*What needs to be done*: What follows is a set of records, each of which is to be written out exactly.

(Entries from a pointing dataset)
○ ○ ○

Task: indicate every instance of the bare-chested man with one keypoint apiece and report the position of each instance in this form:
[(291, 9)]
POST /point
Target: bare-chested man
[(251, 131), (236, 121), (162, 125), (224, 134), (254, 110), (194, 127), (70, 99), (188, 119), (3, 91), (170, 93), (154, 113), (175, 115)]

○ ○ ○

*Full response*:
Task: indicate every instance of the bare-chested man with one keypoint apiece and report the position of each instance in this form:
[(291, 9)]
POST /point
Target: bare-chested man
[(251, 131), (236, 121), (162, 125), (224, 134), (254, 110), (194, 127), (70, 99), (188, 119), (3, 91), (170, 93), (154, 113), (175, 115)]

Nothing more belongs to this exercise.